WHAT YOU SHOULD DO
Can you express every line of the records below as a JSON list of strings, one string per line, with blank lines skipped and the pictures left out?

(Records of pointing at objects in photos)
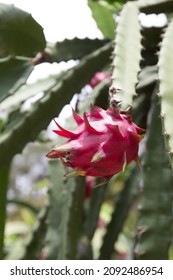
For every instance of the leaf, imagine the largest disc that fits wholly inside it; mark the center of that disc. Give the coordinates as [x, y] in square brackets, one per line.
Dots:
[75, 218]
[155, 6]
[13, 73]
[29, 90]
[41, 113]
[104, 18]
[155, 220]
[32, 250]
[73, 49]
[60, 200]
[4, 175]
[20, 34]
[147, 78]
[127, 55]
[123, 204]
[166, 88]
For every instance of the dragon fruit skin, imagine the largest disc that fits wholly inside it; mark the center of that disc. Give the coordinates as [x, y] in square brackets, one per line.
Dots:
[102, 144]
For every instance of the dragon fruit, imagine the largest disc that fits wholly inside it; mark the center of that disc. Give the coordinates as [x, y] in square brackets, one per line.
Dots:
[103, 143]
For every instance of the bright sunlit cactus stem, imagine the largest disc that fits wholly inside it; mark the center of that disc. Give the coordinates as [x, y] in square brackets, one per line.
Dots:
[102, 145]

RESULT OF THE EXERCISE
[
  "For every instance of the leaf, imagine the largest disc that fits wholly inside it; mark the center of that disc. Give the coordinates as [x, y] in square brackets, one per line.",
  "Dots:",
  "[75, 218]",
  "[155, 6]",
  "[13, 73]",
  "[29, 90]",
  "[41, 113]",
  "[104, 18]",
  "[155, 220]",
  "[32, 250]",
  "[73, 49]",
  "[60, 200]",
  "[4, 175]",
  "[20, 34]",
  "[147, 78]",
  "[127, 55]",
  "[123, 204]",
  "[166, 88]",
  "For every instance of the dragon fruit skin, imagine the largest disc that fits wholly inside it; mark the center of that disc. Give the coordinates as [x, y] in square brackets, one per line.",
  "Dots:",
  "[102, 144]",
  "For every instance of the dragon fruit, imagine the largest disc that fits wholly inside it; mark the center of that disc. Give the coordinates as [x, y] in square brackets, one per line.",
  "Dots:",
  "[103, 143]",
  "For every instance of the bright sunlit cactus stem, imagine the largest disc that fits wholly inside it; mark the center of that disc. Give the coordinates as [x, y] in square brackets, one per line.",
  "Dots:",
  "[102, 145]"
]